**Your tasks**:
1. In the passage about the blues and a first guitar, what did the mail-order guitar cost?
2. Reproduce the passage about the blues and a first guitar word for word, starting at "So after working" and ending at "what have you.".
━━━━━ Reading passage
I have changed my thing at no time from the beginning until now. Naturally you have to do a little flavoring sometime and the lyric I always try to look for something that’s the truth that’s meaningful. It’s kind of hard to find a definition for what the blues is and what it’s not. It just don’t worry me. I feel that as long as I can produce and record music that people enjoy, they can call it blues, they can call it rhythm and blues, they can call it soul or whatever. I don’t care.

I loved the guitar so much. Always have and still do. To me it’s one of the greatest instruments that makes music. I’m sure you’ll find other people that play other instruments will say different, but me being a guitar player, this is my first love of instruments as far as making music goes.

I built I guess what every kid that likes music or whatever, the old thing up against the wall of the house. You take the two nails and the strings of hay baling wire and you put these nails in the wall and you tie this wire around it. And you get a couple of bricks and put in on each end. And you use something to pick it with and a bottle. You get, you know, like a Hawaiian type sound. I call them guitars, other people call them other things you know. But then I tried to make a guitar with boards. Naturally it wouldn’t stay. It wasn’t stiff enough.

So after working and trying to save my little money doing odd things and stealing a little money – when I say stealing, I mean not giving it all to my mom because that was a must. You make some money you got to go turn it in and then she give you what she wanted. You to have. So I’d hold out. And I saved and saved until I saved up enough to pay for a little mail order catalogue guitar.  And I think I ordered from a mail catalogue at that time was Walter Fields. And it cost fourteen dollars and I think about 40-some cents.

And when the notice came, I’d be the one to go and get the notice and what have you.

My mom said: “Maybe it’s something you ordered for me or something I ordered, so go see what it is.”

I knew what it was. I went and got the guitar and brought it back. I was all excited on the way back. I had took it from the box a few times, you know. And when she saw it she hit the ceiling. She hit the ceiling and told me: “You’re gonna take it back. Where did you get the money from?” And blah, blah, blah. We had a hell of a big row.

So I was sitting outside sad and my stepfather, whom I respect with the utmost, he was the man of the house. He was the man. Whatever he said that’s what it was. So I was sitting out looking sad sitting on the step waiting. When he came he said: “What’s wrong, Milton?”
━━━━━━━━━━
━━━━━ Provided data
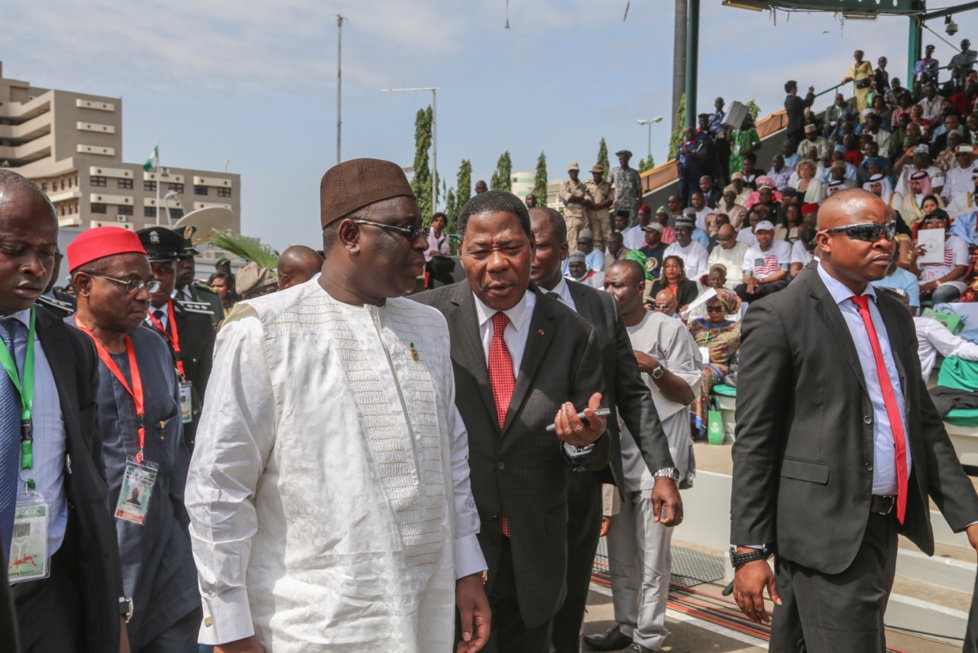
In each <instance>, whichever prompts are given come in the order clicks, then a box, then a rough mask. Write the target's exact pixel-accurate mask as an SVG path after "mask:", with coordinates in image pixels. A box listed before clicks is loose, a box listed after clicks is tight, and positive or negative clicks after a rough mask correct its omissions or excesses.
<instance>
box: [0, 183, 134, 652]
mask: <svg viewBox="0 0 978 653" xmlns="http://www.w3.org/2000/svg"><path fill="white" fill-rule="evenodd" d="M57 248H58V218H57V215H56V214H55V211H54V207H53V206H52V205H51V202H50V201H49V200H48V198H47V196H45V195H44V193H43V192H41V190H40V189H38V188H37V187H36V186H35V185H34V184H33V183H32V182H31V181H30V180H28V179H25V178H24V177H21V176H20V175H18V174H17V173H15V172H12V171H9V170H0V335H2V339H3V342H2V343H0V347H4V348H6V350H7V351H6V352H5V353H9V357H5V358H6V359H7V360H8V361H9V362H11V363H12V364H14V365H15V366H16V369H13V370H11V372H12V373H11V372H7V371H3V370H0V374H2V375H3V376H4V377H5V378H4V379H3V381H2V382H0V401H2V402H4V403H5V404H6V405H4V406H3V407H0V415H5V416H6V415H9V414H10V413H11V408H12V409H13V413H14V417H15V423H14V424H12V425H11V424H10V423H8V421H7V420H6V418H4V419H3V420H2V423H0V544H2V547H0V550H2V551H3V553H4V554H3V555H2V559H3V564H4V566H5V567H6V566H7V564H8V559H7V553H8V552H9V551H10V550H11V543H12V540H14V542H13V544H14V548H15V549H18V548H19V550H21V551H25V550H28V549H29V548H30V547H31V546H33V545H31V544H30V543H28V542H24V541H23V540H24V539H26V538H24V537H23V532H24V531H27V533H28V534H29V533H30V531H31V530H32V528H33V527H32V526H31V527H29V528H26V529H18V531H19V532H17V535H18V538H16V539H15V538H13V537H12V536H13V535H14V534H15V530H14V528H13V527H14V520H15V515H16V505H17V504H18V503H20V497H21V496H22V495H23V496H25V497H26V494H25V492H24V489H25V485H26V484H25V483H24V482H22V481H21V480H20V479H21V475H22V474H25V475H28V476H30V477H31V478H32V479H33V481H34V486H35V490H36V491H38V492H39V493H40V494H41V496H42V497H43V501H44V502H45V503H46V504H47V510H48V515H49V517H48V522H47V523H48V529H47V537H46V538H45V539H46V546H45V548H46V555H45V556H44V557H47V558H48V559H49V571H50V573H49V575H48V576H47V577H46V578H31V577H30V576H28V577H26V578H25V577H21V582H17V583H16V584H14V585H11V586H10V593H11V594H12V595H13V599H14V607H15V610H16V613H17V621H18V627H19V631H20V632H19V635H20V646H21V648H20V650H21V651H23V653H31V652H36V653H48V652H50V651H58V652H59V653H60V652H62V651H64V652H66V653H76V652H78V653H80V652H81V651H85V652H86V653H87V652H89V651H93V652H96V653H114V652H116V651H120V650H125V651H128V650H129V647H128V642H127V640H126V639H125V629H124V628H123V621H122V616H123V615H124V614H126V613H127V611H128V606H129V605H131V604H130V603H129V602H127V600H126V598H125V597H124V596H123V595H122V579H121V576H120V572H119V551H118V547H117V544H116V537H115V528H114V526H113V523H112V516H111V513H110V512H109V506H108V498H107V487H106V483H105V465H104V463H103V461H102V439H101V435H100V433H99V431H98V425H97V407H96V405H95V391H96V389H97V388H98V367H97V365H98V363H97V360H96V358H95V347H94V346H93V344H92V342H91V340H89V338H88V336H85V335H83V334H82V333H80V332H79V331H77V330H75V329H72V328H70V327H68V326H67V325H66V324H65V323H64V322H62V321H61V319H59V318H57V317H55V316H54V315H52V314H51V313H48V312H47V311H41V310H36V309H35V308H34V302H35V301H36V300H37V298H38V297H39V296H40V295H41V293H42V292H43V291H44V289H45V288H46V287H47V284H48V281H49V280H50V275H51V274H53V271H54V261H55V253H56V252H57ZM32 322H33V324H34V326H33V331H34V333H35V334H36V335H35V338H34V339H33V342H31V339H30V337H29V334H30V333H31V327H30V325H31V323H32ZM27 352H31V353H32V356H28V355H27ZM5 367H6V365H5ZM27 368H32V371H33V377H34V381H33V392H32V402H33V403H32V406H31V409H30V423H31V424H32V427H33V428H32V429H31V430H29V431H28V430H24V429H22V427H21V419H22V414H21V410H22V397H21V395H20V392H19V391H17V389H16V386H14V385H13V384H12V378H6V377H12V376H13V375H17V376H18V377H20V378H21V379H22V380H23V378H24V377H23V372H24V371H25V370H26V369H27ZM22 387H24V386H23V384H22ZM25 391H26V389H25ZM11 404H13V406H11ZM28 442H29V443H30V448H31V449H32V450H33V451H32V453H33V456H32V460H31V461H30V462H25V459H24V458H22V457H21V451H22V447H23V446H25V445H26V444H27V443H28ZM11 490H12V491H13V492H14V493H15V494H14V495H13V496H12V495H11V494H10V492H11ZM22 525H23V524H22ZM17 540H20V541H17ZM20 555H21V556H23V555H24V554H23V553H21V554H20ZM38 557H39V556H38ZM22 571H24V565H20V566H17V565H15V566H14V568H13V569H12V570H11V572H12V573H11V576H14V574H15V573H16V574H17V575H20V573H19V572H22ZM2 582H3V583H4V585H5V586H6V579H4V580H3V581H2ZM7 630H8V628H7V627H4V626H3V625H2V623H0V632H2V637H0V648H2V649H3V650H4V651H7V650H15V651H16V650H17V649H16V647H17V644H16V640H14V639H12V638H10V637H9V633H7V632H6V631H7ZM120 633H122V635H120ZM120 638H121V640H122V648H121V649H120Z"/></svg>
━━━━━━━━━━
**Solved tasks**:
1. Fourteen dollars and about 40-some cents.

2.
So after working and trying to save my little money doing odd things and stealing a little money – when I say stealing, I mean not giving it all to my mom because that was a must. You make some money you got to go turn it in and then she give you what she wanted. You to have. So I’d hold out. And I saved and saved until I saved up enough to pay for a little mail order catalogue guitar.  And I think I ordered from a mail catalogue at that time was Walter Fields. And it cost fourteen dollars and I think about 40-some cents.

And when the notice came, I’d be the one to go and get the notice and what have you.